> [What you need to do] What is needed is the run of lines from the one with "[point] every instance of the dark" through the close of the data, set down exactly.

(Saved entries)
-.-.-

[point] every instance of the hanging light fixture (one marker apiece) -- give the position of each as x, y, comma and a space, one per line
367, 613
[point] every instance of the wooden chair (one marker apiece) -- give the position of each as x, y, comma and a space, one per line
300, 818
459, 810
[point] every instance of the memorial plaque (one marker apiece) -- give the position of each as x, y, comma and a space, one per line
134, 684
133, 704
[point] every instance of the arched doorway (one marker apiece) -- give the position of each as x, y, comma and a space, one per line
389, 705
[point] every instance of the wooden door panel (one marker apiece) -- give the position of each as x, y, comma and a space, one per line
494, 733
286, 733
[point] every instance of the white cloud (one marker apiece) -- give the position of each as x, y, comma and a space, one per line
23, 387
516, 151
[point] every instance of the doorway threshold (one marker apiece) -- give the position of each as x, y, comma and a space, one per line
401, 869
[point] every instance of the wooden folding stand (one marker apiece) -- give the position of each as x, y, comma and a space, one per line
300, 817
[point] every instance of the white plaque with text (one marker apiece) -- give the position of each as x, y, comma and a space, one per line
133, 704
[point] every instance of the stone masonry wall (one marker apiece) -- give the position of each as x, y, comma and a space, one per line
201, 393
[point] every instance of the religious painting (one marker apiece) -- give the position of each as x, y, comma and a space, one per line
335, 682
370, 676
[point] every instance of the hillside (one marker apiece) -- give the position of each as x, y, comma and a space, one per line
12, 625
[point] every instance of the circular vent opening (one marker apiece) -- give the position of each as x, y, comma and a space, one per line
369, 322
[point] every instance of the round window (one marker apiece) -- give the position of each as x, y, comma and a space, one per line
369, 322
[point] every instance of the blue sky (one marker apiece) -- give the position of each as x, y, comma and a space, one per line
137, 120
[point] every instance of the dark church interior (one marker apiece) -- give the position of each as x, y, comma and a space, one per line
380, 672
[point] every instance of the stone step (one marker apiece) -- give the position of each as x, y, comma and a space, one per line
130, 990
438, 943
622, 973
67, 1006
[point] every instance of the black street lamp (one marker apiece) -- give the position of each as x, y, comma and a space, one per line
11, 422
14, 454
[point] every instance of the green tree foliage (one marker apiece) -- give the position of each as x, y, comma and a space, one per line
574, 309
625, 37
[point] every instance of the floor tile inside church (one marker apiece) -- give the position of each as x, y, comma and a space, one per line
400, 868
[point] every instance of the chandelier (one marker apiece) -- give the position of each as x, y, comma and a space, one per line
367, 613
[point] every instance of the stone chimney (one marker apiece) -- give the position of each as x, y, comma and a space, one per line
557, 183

-.-.-

> [Exercise solution]
[point] every instance of the dark church interior (one marker apiece) -- give the position of each as x, y, comma and a space, one per line
380, 672
[point] every instance of the stone step (one marker apiece) -- give the position of each as x, y, comma and a space, one per line
130, 990
438, 943
622, 973
67, 1006
[point] every instance of the black street lamp (one marker apiece) -- give the position of each as x, y, comma and a space, one per line
11, 422
14, 454
[point] every instance of the green tree foliage (one marker apiece) -- give the position of each as x, y, comma and a space, one per line
574, 309
625, 37
[point] every instance of the floor tile inside church (one marker apiece) -- give the position of each as x, y, comma and a space, one per line
400, 868
[point] every instance of the chandelier (one marker apiece) -- give the position of each as x, y, comma and a space, one per line
367, 613
[point] every instance of the stone chimney (one marker apiece) -- give the position of each as x, y, comma and a space, one per line
557, 183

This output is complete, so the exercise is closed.